Problem: Gather every line of the rows below that contains the string "tailgate", treating case as significant.

Rows taken from a collection

------------------------------------------------

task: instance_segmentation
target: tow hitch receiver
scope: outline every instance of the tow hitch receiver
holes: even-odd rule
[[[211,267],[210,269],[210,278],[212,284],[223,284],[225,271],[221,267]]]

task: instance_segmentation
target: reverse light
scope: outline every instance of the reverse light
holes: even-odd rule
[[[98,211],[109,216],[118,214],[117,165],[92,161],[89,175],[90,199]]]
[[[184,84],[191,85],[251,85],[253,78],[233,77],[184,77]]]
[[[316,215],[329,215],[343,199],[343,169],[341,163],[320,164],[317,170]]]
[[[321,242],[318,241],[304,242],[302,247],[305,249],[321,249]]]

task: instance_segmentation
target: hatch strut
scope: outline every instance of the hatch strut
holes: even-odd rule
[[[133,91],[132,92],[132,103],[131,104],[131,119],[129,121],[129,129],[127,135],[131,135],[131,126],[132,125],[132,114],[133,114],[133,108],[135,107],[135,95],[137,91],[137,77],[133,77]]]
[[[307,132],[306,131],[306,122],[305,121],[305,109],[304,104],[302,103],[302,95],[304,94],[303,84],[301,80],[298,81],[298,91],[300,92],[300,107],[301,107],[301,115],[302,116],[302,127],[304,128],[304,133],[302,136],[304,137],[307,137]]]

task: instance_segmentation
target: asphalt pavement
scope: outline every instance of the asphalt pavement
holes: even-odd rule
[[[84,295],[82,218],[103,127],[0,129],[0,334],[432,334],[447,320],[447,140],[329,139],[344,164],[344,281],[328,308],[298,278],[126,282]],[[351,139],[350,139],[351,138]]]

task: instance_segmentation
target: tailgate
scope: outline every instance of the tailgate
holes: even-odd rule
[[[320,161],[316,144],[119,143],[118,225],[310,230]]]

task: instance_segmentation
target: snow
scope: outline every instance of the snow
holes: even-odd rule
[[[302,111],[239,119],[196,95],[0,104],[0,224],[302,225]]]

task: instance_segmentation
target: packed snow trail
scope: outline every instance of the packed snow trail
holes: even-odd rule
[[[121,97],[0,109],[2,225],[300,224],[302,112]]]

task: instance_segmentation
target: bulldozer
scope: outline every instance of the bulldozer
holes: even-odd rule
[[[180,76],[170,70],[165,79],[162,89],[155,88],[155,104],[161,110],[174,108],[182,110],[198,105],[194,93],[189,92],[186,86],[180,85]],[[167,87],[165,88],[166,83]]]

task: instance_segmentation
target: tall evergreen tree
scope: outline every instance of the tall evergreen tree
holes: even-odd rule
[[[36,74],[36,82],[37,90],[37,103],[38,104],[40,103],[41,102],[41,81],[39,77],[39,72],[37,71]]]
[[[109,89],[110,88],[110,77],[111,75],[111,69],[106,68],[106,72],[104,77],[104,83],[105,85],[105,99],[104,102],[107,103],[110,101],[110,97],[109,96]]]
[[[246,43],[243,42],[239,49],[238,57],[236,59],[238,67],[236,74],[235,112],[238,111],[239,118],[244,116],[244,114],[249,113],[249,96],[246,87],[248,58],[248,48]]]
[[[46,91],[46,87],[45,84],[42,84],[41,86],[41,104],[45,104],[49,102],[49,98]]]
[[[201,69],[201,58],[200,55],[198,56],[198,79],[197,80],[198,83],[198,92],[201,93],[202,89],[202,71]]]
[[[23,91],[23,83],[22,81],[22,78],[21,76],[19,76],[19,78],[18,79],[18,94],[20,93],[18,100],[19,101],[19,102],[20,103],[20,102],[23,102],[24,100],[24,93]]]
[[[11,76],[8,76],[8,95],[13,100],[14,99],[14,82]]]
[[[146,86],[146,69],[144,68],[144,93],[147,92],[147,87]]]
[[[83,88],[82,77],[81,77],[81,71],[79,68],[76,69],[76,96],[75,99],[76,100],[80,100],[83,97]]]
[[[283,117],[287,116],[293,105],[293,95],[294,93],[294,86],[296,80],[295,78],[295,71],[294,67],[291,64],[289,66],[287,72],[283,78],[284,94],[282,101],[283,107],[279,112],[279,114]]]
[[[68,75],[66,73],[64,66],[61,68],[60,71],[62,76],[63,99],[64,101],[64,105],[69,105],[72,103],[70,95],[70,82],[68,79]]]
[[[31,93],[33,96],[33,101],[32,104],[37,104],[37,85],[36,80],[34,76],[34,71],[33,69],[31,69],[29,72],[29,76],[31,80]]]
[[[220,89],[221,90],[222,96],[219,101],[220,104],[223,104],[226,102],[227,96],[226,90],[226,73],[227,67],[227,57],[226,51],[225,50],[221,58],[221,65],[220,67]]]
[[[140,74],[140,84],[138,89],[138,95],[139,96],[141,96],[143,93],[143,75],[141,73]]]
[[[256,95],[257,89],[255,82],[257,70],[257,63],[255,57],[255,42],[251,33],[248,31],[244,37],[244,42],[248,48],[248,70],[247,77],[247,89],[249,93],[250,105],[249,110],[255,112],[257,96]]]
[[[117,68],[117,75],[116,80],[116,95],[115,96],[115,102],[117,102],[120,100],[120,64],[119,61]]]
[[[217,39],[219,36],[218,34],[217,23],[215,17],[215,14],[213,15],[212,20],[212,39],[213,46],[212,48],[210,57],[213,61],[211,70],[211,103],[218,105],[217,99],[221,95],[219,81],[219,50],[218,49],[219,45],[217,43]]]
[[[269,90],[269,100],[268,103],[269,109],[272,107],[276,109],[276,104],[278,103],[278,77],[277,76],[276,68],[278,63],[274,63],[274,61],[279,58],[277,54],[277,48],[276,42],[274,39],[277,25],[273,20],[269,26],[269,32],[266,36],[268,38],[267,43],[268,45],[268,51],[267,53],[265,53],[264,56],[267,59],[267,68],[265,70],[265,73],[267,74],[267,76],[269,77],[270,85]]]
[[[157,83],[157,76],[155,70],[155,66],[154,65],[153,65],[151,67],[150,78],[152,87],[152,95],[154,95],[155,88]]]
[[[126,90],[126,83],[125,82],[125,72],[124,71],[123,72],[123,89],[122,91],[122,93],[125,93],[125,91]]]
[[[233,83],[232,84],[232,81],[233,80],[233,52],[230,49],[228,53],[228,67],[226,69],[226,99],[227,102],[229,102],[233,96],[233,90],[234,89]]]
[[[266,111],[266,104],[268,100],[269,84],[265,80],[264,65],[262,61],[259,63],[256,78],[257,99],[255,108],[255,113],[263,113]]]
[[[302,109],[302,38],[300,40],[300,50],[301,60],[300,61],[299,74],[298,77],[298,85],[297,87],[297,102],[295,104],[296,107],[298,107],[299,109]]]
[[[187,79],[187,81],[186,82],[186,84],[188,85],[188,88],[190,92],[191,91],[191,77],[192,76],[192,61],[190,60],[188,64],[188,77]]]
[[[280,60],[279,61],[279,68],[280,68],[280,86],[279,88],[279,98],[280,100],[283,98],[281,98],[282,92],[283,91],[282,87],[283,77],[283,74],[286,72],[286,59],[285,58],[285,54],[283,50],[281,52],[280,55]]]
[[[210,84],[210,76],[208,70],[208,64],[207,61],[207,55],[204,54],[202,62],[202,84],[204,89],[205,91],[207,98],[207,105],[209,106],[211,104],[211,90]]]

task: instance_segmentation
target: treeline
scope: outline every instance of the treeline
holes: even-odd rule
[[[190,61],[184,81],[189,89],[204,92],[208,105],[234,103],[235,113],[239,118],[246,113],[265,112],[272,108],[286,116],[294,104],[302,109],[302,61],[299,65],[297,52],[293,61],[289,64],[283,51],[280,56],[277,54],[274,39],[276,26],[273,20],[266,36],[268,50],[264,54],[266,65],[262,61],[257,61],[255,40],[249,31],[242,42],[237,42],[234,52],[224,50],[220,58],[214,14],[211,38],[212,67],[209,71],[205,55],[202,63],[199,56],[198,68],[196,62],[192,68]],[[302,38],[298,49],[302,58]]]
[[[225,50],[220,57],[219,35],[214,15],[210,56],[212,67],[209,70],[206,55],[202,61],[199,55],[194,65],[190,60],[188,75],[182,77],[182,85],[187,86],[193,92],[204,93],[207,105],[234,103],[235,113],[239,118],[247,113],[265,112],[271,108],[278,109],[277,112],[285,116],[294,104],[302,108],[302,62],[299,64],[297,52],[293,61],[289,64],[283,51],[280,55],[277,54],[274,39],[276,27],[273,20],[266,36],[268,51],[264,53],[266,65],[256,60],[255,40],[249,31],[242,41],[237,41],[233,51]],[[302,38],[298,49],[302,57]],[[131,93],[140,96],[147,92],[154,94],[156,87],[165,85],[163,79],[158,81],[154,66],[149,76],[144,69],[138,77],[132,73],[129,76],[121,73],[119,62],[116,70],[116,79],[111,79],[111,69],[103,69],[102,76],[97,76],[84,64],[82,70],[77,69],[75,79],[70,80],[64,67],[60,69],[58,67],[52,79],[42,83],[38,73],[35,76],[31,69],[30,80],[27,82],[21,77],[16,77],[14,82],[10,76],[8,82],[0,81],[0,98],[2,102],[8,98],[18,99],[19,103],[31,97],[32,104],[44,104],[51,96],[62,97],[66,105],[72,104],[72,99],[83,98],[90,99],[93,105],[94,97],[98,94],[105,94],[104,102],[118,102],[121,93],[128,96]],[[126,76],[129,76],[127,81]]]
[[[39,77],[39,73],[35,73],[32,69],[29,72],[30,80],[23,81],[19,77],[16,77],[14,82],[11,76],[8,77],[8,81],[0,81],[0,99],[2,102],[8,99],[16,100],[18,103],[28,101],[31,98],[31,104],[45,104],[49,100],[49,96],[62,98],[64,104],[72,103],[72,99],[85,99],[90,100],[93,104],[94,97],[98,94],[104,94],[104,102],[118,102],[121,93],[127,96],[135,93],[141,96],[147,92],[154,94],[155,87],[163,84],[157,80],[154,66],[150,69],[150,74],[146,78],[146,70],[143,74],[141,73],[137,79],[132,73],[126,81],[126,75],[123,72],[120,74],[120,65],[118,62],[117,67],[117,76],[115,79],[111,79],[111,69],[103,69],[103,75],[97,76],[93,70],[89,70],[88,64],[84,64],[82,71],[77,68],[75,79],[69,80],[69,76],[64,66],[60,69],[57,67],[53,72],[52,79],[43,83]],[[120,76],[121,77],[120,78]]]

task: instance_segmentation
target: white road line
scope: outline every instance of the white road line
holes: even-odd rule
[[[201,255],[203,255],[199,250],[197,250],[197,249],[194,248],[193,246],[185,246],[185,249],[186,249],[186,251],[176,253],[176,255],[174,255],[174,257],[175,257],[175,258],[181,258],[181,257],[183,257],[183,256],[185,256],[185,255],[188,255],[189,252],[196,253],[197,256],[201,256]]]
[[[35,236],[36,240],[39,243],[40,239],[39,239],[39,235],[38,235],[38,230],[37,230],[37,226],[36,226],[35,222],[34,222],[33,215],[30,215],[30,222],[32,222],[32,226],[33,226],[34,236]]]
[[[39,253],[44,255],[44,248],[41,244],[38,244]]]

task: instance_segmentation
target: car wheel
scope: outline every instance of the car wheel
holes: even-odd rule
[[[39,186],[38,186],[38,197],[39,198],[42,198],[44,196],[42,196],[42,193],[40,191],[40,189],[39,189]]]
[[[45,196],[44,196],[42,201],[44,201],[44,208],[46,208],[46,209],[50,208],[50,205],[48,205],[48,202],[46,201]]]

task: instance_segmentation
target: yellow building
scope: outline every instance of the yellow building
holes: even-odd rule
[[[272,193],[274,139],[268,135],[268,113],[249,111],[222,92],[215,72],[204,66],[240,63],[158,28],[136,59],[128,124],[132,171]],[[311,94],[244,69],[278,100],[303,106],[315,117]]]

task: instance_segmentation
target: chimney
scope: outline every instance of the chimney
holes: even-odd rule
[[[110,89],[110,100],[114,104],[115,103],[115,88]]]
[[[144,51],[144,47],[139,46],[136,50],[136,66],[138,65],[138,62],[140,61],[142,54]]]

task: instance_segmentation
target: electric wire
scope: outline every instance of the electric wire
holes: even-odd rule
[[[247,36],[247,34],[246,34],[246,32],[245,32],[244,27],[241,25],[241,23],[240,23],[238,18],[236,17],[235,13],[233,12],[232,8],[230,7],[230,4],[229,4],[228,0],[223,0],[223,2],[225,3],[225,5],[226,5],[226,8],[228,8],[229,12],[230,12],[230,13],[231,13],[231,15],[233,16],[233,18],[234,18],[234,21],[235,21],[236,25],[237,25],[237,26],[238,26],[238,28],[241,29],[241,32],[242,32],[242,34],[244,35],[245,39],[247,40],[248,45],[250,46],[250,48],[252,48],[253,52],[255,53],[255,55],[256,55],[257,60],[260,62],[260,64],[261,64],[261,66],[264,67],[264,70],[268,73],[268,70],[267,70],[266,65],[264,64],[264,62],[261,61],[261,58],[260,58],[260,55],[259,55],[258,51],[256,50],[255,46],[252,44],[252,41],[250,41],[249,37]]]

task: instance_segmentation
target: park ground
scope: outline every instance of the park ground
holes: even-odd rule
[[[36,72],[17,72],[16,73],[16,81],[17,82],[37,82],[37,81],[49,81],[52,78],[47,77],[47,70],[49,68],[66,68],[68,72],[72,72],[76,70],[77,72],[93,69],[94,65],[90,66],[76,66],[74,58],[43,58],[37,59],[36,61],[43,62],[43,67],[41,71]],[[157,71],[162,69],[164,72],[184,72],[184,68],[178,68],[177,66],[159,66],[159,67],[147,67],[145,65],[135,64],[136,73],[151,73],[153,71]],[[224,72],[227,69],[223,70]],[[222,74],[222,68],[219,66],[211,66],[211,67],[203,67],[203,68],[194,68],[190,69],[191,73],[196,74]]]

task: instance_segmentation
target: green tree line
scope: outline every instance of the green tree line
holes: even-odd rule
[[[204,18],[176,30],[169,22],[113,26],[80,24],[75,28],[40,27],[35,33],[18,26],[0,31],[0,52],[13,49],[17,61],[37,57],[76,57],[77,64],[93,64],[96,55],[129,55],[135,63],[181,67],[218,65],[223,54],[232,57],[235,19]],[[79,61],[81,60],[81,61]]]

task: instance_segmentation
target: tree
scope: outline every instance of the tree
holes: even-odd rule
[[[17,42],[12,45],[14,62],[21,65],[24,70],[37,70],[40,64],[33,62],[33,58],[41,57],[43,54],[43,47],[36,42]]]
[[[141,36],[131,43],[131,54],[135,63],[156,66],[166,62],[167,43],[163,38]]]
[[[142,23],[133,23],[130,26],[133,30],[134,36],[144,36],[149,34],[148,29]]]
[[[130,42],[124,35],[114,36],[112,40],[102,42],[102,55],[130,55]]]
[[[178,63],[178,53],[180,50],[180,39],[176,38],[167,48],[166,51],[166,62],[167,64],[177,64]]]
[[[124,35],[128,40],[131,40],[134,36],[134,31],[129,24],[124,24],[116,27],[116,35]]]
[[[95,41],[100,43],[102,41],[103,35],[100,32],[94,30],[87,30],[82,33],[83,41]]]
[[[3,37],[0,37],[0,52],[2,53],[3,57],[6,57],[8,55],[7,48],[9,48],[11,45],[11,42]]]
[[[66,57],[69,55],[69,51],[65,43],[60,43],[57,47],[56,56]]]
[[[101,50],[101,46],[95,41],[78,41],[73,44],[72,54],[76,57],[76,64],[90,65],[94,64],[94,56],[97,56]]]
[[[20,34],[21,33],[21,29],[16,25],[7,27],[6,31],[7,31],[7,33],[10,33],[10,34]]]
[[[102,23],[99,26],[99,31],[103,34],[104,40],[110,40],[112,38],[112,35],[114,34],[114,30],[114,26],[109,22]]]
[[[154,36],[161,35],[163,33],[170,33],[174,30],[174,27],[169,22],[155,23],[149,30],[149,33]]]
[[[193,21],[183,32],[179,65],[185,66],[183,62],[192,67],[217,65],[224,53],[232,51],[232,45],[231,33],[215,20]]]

------------------------------------------------

Final answer:
target: tailgate
scope: outline every instance of the tailgate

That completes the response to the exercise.